- _Your task_
From the entries below, copy every line that has the word "cloud".

[Dataset entries]
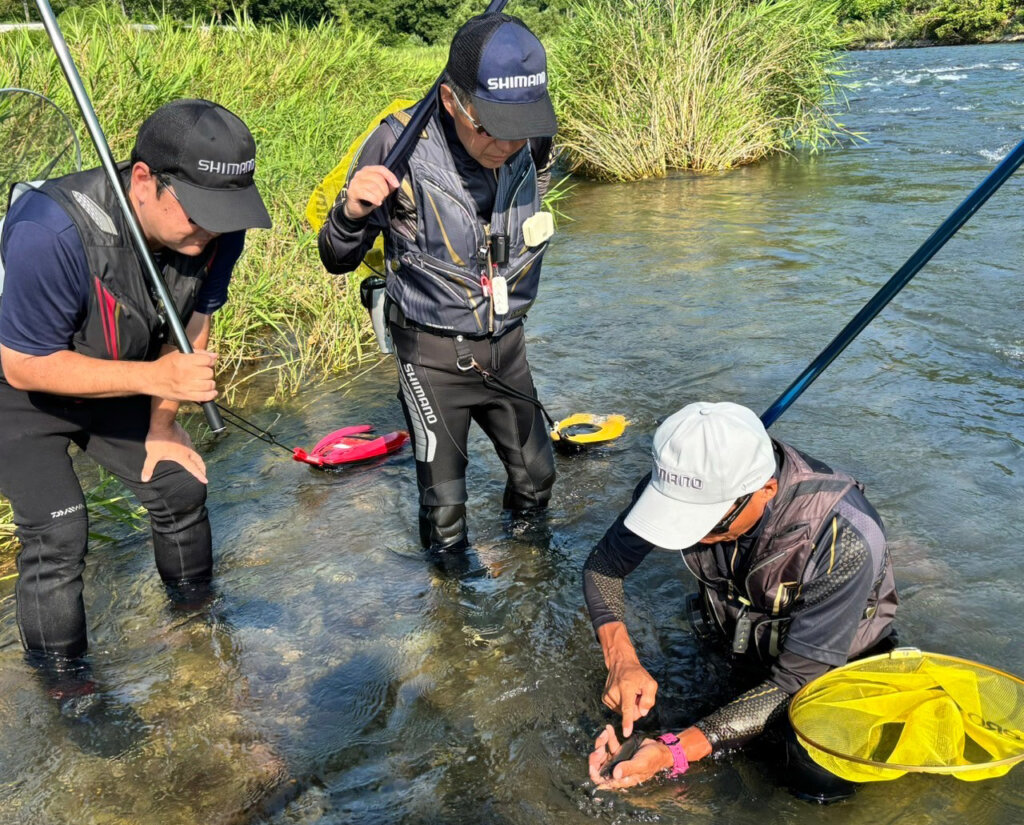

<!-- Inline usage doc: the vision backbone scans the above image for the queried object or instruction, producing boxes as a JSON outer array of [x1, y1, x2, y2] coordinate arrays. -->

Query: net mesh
[[789, 649, 1024, 782]]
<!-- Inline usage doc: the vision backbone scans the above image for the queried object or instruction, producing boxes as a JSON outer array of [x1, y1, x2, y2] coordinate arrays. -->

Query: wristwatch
[[657, 732, 690, 778]]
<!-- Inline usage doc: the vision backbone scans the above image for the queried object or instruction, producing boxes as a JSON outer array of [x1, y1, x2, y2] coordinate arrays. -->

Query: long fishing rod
[[33, 0, 225, 433], [760, 136, 1024, 428], [381, 0, 509, 175]]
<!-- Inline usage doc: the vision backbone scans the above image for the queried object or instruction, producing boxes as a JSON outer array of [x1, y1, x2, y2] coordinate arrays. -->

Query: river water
[[1, 43, 1023, 825]]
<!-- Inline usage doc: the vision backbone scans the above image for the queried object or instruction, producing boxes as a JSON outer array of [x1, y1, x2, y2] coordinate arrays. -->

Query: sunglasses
[[451, 93, 492, 138], [155, 173, 198, 226], [706, 492, 754, 536]]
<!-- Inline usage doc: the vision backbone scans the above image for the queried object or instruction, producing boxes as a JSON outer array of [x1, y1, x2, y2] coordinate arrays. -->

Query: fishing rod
[[760, 136, 1024, 429], [33, 0, 225, 433], [380, 0, 509, 175]]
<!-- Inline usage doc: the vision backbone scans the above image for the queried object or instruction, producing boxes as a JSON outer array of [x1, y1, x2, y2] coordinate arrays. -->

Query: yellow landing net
[[789, 648, 1024, 782]]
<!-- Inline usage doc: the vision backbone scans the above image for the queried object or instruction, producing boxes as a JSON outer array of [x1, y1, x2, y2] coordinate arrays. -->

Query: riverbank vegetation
[[839, 0, 1024, 46], [551, 0, 844, 180]]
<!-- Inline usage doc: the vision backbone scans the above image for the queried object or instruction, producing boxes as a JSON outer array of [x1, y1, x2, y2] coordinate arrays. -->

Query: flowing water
[[1, 43, 1023, 825]]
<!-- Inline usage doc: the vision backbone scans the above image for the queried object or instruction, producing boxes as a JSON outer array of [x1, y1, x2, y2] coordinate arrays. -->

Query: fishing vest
[[382, 109, 548, 337], [683, 440, 898, 665], [2, 164, 215, 364]]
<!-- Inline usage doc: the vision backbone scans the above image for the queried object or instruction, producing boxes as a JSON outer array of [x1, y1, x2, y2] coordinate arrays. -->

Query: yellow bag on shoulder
[[305, 98, 415, 231]]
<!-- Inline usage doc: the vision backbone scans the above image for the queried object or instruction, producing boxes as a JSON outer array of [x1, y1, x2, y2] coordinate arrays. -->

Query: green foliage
[[837, 0, 1024, 43], [550, 0, 847, 180], [917, 0, 1015, 41], [838, 0, 903, 21]]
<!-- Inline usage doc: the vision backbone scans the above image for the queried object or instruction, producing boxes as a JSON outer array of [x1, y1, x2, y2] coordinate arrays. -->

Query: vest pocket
[[418, 181, 479, 270]]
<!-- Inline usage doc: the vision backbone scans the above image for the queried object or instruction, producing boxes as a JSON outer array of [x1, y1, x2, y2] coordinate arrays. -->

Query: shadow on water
[[2, 44, 1024, 825]]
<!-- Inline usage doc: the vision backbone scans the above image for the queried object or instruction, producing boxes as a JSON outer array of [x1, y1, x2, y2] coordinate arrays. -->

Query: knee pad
[[503, 435, 555, 511], [419, 504, 468, 552], [139, 466, 208, 530], [16, 515, 89, 580]]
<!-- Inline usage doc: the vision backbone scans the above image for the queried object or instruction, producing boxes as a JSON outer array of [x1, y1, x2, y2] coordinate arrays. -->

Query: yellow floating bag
[[789, 648, 1024, 783], [305, 98, 415, 231]]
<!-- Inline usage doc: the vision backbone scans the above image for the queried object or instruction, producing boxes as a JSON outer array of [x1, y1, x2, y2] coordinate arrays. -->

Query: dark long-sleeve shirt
[[318, 104, 553, 275], [583, 458, 891, 750]]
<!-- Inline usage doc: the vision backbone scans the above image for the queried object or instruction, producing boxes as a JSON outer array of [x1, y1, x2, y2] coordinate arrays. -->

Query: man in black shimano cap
[[0, 98, 271, 679], [319, 13, 559, 557]]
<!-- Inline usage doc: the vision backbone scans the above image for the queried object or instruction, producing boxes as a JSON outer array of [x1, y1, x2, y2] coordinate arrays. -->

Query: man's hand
[[342, 165, 400, 221], [602, 658, 659, 737], [142, 421, 207, 484], [149, 349, 218, 403], [588, 725, 672, 790]]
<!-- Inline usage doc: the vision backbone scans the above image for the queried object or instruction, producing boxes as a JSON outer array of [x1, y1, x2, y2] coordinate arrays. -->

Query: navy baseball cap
[[133, 99, 271, 234], [446, 13, 557, 141]]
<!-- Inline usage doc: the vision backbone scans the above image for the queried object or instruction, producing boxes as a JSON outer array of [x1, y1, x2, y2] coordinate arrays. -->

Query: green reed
[[549, 0, 847, 180]]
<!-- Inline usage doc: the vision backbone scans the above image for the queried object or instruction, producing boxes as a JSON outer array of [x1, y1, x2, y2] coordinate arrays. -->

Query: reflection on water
[[1, 44, 1023, 824]]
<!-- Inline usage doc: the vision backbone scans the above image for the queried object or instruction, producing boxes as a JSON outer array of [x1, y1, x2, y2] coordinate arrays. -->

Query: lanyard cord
[[214, 403, 294, 455], [470, 362, 556, 429]]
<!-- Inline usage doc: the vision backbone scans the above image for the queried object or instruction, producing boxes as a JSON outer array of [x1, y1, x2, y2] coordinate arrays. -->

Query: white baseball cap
[[624, 402, 776, 550]]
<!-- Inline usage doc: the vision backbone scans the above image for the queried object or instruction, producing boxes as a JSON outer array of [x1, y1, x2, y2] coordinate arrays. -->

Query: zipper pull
[[480, 273, 491, 297], [732, 606, 752, 654]]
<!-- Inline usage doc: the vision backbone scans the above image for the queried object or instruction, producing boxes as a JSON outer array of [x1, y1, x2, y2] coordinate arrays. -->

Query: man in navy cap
[[319, 13, 559, 557], [0, 98, 271, 674]]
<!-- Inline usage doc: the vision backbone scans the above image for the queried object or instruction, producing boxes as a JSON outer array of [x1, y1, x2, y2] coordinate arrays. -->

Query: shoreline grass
[[550, 0, 848, 181]]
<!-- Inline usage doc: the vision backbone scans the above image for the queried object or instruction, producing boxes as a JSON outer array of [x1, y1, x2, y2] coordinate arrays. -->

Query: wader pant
[[390, 321, 555, 551], [0, 383, 212, 660]]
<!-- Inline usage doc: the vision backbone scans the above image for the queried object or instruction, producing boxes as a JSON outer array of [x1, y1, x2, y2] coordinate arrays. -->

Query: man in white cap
[[583, 401, 898, 801]]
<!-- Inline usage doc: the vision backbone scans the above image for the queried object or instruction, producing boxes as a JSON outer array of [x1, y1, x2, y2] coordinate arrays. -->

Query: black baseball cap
[[446, 13, 557, 141], [133, 99, 271, 233]]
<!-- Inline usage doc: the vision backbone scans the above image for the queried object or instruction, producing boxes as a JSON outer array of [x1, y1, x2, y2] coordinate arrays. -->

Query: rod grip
[[202, 400, 226, 434]]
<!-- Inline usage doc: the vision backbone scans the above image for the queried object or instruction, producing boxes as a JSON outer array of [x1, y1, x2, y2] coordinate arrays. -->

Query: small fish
[[599, 732, 645, 780]]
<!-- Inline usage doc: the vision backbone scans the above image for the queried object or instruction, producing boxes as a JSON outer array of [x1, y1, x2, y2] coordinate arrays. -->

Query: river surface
[[1, 43, 1023, 825]]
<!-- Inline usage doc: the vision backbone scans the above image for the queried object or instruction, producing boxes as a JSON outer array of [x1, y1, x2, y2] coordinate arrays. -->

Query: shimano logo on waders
[[403, 364, 438, 424]]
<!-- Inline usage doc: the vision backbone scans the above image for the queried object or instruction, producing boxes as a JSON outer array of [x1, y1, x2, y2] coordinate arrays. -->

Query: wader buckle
[[454, 335, 476, 372]]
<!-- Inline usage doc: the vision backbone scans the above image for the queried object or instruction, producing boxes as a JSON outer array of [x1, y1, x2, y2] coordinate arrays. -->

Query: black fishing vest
[[382, 109, 548, 336], [683, 440, 898, 664], [17, 164, 215, 362]]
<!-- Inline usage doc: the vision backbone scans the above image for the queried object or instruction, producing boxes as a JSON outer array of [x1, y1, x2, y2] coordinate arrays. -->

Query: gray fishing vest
[[2, 164, 215, 363], [683, 440, 898, 664], [382, 109, 548, 336]]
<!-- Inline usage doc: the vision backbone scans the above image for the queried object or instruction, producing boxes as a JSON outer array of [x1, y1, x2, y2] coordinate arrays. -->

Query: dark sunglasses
[[707, 492, 754, 536]]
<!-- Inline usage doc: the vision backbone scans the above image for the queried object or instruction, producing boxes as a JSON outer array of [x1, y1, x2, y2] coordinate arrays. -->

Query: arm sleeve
[[778, 505, 880, 669], [193, 230, 245, 315], [0, 196, 89, 355], [317, 125, 395, 274], [582, 477, 655, 632], [530, 137, 555, 200], [694, 680, 791, 751]]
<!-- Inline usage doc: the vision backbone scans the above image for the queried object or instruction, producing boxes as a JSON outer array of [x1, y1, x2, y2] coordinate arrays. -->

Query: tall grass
[[1, 4, 443, 400], [550, 0, 847, 180]]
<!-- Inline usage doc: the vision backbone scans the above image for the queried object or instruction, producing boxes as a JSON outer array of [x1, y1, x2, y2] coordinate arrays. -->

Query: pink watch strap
[[657, 732, 690, 778]]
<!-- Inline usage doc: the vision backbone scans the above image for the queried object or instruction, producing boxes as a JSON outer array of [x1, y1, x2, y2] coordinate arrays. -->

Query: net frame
[[789, 647, 1024, 781]]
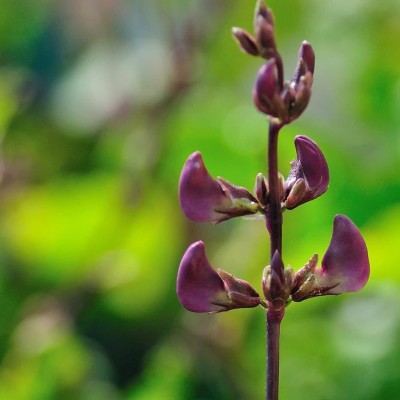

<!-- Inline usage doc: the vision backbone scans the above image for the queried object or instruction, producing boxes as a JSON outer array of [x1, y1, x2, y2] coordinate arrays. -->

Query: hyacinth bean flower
[[284, 135, 329, 209], [253, 41, 315, 124], [179, 152, 260, 223], [177, 241, 261, 313], [291, 215, 370, 302]]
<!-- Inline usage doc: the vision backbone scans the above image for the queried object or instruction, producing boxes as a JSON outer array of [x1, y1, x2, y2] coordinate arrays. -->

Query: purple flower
[[177, 241, 261, 313], [284, 135, 329, 209], [291, 215, 370, 301], [253, 41, 315, 124], [179, 152, 260, 223]]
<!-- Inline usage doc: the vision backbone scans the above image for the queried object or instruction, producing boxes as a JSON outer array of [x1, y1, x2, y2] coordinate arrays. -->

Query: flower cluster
[[176, 0, 369, 316], [233, 0, 314, 125]]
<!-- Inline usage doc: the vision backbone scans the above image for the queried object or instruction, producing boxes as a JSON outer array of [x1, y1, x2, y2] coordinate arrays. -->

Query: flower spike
[[285, 135, 329, 209], [291, 215, 370, 301], [179, 152, 260, 223], [177, 241, 261, 313]]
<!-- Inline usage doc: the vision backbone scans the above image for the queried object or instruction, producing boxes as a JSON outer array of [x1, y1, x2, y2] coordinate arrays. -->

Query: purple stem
[[266, 309, 284, 400], [267, 122, 283, 256], [266, 121, 284, 400]]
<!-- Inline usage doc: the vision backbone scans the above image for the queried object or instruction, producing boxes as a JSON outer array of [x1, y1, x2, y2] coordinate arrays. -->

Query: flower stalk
[[175, 1, 370, 399]]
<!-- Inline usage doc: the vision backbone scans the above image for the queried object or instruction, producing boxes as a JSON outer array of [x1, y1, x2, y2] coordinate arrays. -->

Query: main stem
[[267, 122, 283, 256], [266, 122, 284, 400]]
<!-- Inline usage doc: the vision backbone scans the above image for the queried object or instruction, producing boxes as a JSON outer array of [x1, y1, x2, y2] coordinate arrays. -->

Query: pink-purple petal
[[179, 152, 259, 223], [294, 135, 323, 189], [317, 215, 370, 294], [179, 152, 230, 223], [177, 241, 228, 313], [285, 135, 329, 209], [176, 242, 261, 313]]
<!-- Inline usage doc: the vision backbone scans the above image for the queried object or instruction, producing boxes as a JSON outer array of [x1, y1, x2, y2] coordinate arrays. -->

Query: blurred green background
[[0, 0, 399, 399]]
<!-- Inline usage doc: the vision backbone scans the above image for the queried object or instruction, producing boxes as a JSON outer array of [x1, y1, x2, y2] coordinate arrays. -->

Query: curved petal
[[179, 152, 259, 223], [177, 242, 227, 312], [295, 135, 323, 189], [317, 215, 370, 294], [285, 135, 329, 209], [176, 242, 261, 313]]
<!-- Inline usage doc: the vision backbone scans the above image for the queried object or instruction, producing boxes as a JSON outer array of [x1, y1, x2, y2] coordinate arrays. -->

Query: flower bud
[[292, 41, 315, 83], [284, 135, 329, 209], [177, 241, 261, 313], [253, 59, 284, 118], [179, 152, 260, 223], [254, 0, 274, 26], [284, 41, 315, 121], [262, 251, 288, 311], [291, 215, 370, 302], [289, 72, 313, 121], [254, 173, 269, 208], [254, 1, 276, 59], [232, 27, 259, 56]]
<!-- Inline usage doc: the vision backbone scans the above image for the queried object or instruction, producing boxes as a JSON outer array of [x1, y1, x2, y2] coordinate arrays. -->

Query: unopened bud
[[232, 27, 259, 56], [253, 60, 284, 118], [262, 251, 289, 311], [289, 72, 313, 121], [255, 15, 276, 59], [254, 0, 274, 26], [298, 41, 315, 75], [254, 173, 269, 208], [292, 41, 315, 83]]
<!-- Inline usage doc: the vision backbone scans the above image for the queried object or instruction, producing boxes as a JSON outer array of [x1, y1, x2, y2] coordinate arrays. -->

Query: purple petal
[[317, 215, 370, 294], [177, 241, 228, 313], [285, 135, 329, 209], [179, 152, 226, 222], [179, 152, 259, 223], [176, 242, 260, 313], [295, 135, 324, 189]]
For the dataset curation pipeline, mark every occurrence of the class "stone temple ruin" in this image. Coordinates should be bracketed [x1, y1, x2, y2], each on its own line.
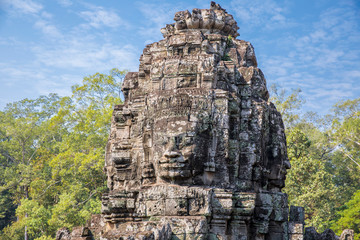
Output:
[56, 2, 354, 240]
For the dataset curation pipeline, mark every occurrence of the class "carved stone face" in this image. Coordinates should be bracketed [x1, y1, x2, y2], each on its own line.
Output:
[153, 117, 211, 183]
[148, 92, 212, 184]
[156, 131, 194, 180]
[213, 9, 225, 30]
[188, 9, 201, 29]
[268, 147, 291, 190]
[279, 157, 291, 187]
[200, 9, 215, 29]
[174, 11, 187, 30]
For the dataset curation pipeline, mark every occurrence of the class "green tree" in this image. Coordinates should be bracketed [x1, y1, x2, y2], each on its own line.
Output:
[331, 98, 360, 174]
[329, 98, 360, 238]
[0, 94, 61, 239]
[0, 189, 16, 231]
[269, 84, 304, 130]
[0, 68, 126, 239]
[269, 86, 355, 232]
[45, 69, 125, 231]
[332, 190, 360, 240]
[284, 128, 337, 231]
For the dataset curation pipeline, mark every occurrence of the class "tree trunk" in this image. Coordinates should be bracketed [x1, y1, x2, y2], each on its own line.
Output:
[24, 186, 28, 240]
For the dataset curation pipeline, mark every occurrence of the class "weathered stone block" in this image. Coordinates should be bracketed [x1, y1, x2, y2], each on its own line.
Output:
[288, 222, 303, 234]
[272, 207, 289, 222]
[289, 233, 303, 240]
[146, 200, 165, 216]
[289, 206, 305, 223]
[165, 198, 188, 216]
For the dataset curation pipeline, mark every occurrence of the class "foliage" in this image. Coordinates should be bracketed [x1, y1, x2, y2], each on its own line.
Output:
[329, 98, 360, 239]
[0, 189, 16, 231]
[269, 84, 304, 130]
[331, 98, 360, 170]
[226, 35, 233, 47]
[284, 127, 337, 231]
[0, 68, 126, 239]
[222, 53, 231, 61]
[271, 87, 360, 235]
[331, 190, 360, 239]
[0, 73, 359, 238]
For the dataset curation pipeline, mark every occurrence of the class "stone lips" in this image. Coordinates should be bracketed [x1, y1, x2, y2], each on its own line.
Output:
[56, 2, 352, 240]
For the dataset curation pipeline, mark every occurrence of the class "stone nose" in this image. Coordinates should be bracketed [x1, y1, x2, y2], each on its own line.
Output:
[164, 151, 181, 158]
[167, 136, 180, 151]
[284, 160, 291, 169]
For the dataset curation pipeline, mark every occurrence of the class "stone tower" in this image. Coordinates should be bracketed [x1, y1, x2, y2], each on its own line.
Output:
[57, 2, 310, 240]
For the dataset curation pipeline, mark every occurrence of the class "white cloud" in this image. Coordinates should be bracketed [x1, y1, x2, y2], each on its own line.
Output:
[345, 70, 360, 78]
[0, 62, 80, 108]
[41, 11, 53, 19]
[0, 63, 46, 86]
[0, 1, 141, 109]
[313, 49, 344, 67]
[307, 88, 354, 101]
[314, 7, 360, 42]
[255, 1, 360, 114]
[0, 37, 22, 46]
[32, 38, 139, 72]
[136, 2, 181, 40]
[289, 6, 359, 71]
[56, 0, 72, 7]
[33, 75, 80, 97]
[1, 0, 43, 14]
[1, 0, 63, 40]
[0, 36, 139, 107]
[34, 19, 62, 38]
[79, 7, 128, 29]
[230, 0, 292, 29]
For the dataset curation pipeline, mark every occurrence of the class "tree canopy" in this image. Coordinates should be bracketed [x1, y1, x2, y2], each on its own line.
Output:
[272, 85, 360, 237]
[0, 75, 359, 239]
[0, 69, 126, 240]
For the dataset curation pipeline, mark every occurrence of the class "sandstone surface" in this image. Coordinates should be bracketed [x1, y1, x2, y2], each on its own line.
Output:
[56, 2, 353, 240]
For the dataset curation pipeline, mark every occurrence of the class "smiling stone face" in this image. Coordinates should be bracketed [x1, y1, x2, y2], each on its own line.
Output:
[154, 125, 212, 183]
[174, 11, 187, 30]
[156, 132, 195, 181]
[147, 91, 213, 184]
[200, 9, 215, 29]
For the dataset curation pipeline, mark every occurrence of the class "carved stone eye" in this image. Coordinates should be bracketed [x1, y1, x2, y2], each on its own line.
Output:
[115, 114, 126, 124]
[182, 136, 193, 147]
[161, 136, 169, 146]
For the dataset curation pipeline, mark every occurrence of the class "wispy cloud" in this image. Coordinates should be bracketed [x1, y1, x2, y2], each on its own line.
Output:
[0, 63, 46, 86]
[136, 2, 175, 39]
[34, 19, 62, 38]
[32, 40, 138, 71]
[135, 1, 200, 42]
[0, 62, 80, 103]
[1, 0, 62, 40]
[230, 0, 293, 29]
[79, 7, 129, 29]
[253, 1, 360, 114]
[1, 0, 43, 15]
[0, 0, 139, 109]
[290, 6, 360, 73]
[56, 0, 72, 7]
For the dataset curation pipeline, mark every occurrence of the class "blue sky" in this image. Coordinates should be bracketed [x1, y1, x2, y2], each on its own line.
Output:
[0, 0, 359, 114]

- _Exercise output_
For the dataset curation pipeline, mark every occurrence of the class "white cloud" in this image. Coordinates should be bracketed [x1, y1, x2, y2], each on its own line.
For the dataset curation pipeline, mark every occurrence of the class "wispy cloud" in this image. Coordinates should be bracketed [x1, y1, x2, y2], each on its own line.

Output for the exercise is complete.